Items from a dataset
::::

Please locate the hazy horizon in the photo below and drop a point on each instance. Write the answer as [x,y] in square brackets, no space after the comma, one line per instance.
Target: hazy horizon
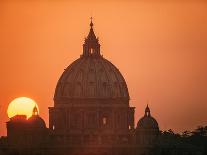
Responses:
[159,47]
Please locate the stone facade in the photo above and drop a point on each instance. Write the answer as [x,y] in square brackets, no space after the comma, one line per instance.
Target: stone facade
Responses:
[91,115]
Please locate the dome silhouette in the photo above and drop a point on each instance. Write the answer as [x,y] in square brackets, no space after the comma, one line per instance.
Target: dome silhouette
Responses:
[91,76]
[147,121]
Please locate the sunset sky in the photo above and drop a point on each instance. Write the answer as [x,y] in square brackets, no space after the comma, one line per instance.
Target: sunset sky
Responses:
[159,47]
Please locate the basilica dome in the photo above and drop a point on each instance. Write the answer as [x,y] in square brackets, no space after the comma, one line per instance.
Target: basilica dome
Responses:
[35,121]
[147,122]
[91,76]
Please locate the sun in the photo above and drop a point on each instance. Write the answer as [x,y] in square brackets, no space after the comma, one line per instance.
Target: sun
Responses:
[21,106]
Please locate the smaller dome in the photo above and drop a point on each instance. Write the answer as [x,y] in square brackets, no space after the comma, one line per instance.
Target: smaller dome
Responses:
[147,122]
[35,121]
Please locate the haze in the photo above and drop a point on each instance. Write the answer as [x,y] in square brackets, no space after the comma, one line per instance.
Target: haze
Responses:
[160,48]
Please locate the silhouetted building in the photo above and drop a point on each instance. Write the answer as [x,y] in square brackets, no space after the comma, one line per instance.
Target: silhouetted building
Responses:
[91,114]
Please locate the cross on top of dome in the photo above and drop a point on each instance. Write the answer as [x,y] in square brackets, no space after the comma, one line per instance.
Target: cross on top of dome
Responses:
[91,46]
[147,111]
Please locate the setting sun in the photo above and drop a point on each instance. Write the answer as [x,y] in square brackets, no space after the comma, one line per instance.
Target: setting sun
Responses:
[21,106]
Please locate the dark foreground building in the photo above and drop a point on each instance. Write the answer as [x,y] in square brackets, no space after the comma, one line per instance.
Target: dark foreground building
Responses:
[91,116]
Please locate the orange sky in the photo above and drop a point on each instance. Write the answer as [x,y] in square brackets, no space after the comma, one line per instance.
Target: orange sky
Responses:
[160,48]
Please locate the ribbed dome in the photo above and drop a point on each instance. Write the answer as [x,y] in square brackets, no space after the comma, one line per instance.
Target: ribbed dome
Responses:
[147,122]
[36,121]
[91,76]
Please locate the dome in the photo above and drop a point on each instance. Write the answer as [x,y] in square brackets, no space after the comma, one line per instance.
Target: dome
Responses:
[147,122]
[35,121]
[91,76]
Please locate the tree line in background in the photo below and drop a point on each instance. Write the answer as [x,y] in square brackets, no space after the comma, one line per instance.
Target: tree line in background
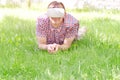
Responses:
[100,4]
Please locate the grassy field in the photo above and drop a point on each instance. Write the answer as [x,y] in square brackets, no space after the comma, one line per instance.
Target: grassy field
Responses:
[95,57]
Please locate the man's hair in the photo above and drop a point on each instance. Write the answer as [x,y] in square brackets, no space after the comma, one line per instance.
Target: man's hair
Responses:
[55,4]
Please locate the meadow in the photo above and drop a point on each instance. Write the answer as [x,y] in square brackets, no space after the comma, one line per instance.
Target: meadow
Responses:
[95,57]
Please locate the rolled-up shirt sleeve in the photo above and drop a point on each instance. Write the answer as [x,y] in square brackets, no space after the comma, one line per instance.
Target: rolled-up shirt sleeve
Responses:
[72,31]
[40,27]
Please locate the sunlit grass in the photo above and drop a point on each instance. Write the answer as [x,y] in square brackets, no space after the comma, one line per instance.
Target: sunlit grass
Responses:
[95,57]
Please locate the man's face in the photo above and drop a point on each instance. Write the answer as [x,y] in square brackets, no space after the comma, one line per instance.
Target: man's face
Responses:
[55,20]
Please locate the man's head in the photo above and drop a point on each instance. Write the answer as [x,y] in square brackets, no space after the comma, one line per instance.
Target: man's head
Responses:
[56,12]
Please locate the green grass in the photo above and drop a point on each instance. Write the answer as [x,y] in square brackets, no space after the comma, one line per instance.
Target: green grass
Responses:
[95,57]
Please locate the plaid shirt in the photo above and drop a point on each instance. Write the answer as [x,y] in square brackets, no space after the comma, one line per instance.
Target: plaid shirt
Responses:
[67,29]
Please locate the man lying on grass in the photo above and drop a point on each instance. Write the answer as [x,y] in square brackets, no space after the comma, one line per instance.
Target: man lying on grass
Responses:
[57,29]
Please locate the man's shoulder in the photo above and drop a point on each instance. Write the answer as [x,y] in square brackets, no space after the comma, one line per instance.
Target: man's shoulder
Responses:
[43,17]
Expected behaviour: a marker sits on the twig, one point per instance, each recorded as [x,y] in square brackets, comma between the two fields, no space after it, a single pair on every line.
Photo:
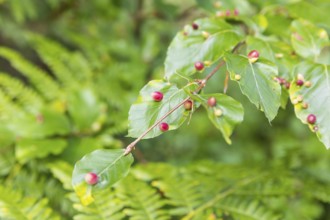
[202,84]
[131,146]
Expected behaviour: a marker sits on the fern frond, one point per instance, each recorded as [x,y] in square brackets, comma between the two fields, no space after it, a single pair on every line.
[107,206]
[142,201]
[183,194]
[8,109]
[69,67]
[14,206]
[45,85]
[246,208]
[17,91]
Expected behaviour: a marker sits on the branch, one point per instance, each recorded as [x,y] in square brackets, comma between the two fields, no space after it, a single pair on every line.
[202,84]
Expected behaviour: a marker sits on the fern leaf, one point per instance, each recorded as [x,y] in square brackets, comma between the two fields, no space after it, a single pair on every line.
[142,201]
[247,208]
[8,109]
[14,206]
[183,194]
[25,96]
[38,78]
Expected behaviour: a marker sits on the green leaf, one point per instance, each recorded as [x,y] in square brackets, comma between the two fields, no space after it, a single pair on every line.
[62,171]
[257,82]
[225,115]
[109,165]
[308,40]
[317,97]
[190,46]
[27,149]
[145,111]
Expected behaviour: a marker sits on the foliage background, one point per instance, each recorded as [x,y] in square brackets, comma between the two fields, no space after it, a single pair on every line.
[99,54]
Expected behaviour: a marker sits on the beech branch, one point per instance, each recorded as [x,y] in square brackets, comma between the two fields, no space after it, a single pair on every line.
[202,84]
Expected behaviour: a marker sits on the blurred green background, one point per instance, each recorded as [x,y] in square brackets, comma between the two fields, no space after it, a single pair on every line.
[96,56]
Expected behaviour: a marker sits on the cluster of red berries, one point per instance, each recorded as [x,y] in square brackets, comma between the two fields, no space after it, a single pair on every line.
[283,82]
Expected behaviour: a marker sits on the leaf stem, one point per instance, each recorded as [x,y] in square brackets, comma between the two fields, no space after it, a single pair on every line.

::::

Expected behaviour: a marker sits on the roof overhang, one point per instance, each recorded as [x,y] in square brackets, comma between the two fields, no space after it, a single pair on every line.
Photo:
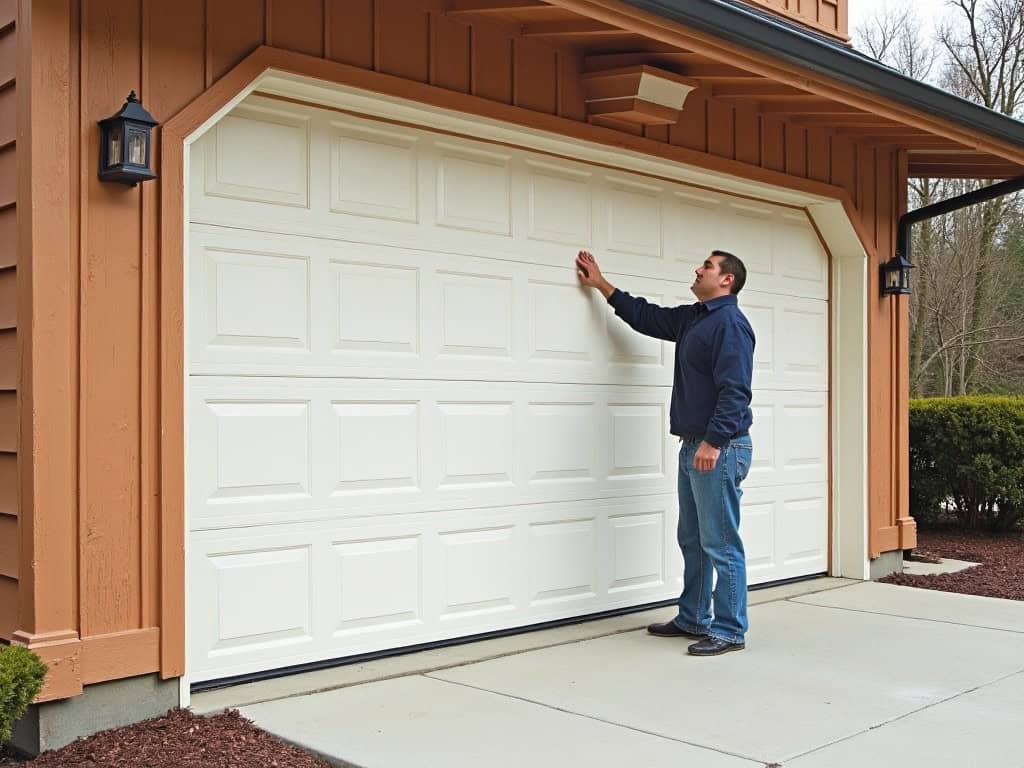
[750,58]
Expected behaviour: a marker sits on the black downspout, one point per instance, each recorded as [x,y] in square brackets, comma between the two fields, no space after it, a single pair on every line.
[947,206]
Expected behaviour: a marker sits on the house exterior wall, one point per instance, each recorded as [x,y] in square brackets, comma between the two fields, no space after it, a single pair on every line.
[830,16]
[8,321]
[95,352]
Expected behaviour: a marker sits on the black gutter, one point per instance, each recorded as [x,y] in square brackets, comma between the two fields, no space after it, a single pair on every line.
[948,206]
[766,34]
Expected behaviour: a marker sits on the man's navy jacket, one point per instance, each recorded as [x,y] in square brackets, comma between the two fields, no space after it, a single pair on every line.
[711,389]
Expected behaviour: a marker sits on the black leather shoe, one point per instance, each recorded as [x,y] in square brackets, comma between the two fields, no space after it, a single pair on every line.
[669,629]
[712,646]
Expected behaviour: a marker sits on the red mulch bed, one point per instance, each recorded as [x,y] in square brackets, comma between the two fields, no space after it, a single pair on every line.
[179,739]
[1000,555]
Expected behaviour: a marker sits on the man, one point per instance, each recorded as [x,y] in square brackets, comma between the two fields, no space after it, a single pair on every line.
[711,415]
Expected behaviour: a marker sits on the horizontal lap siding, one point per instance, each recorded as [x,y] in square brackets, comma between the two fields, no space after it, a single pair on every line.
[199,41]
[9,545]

::::

[What needs to be done]
Return each line in the records above that contains the word "foreground". Case matters.

[Solution for this exercise]
Please locate the dark foreground building in the photo above and drop a point on each instance. Write the answer as [x,y] in square brackets, no space after the comma, one line per instance.
Target: dark foreground building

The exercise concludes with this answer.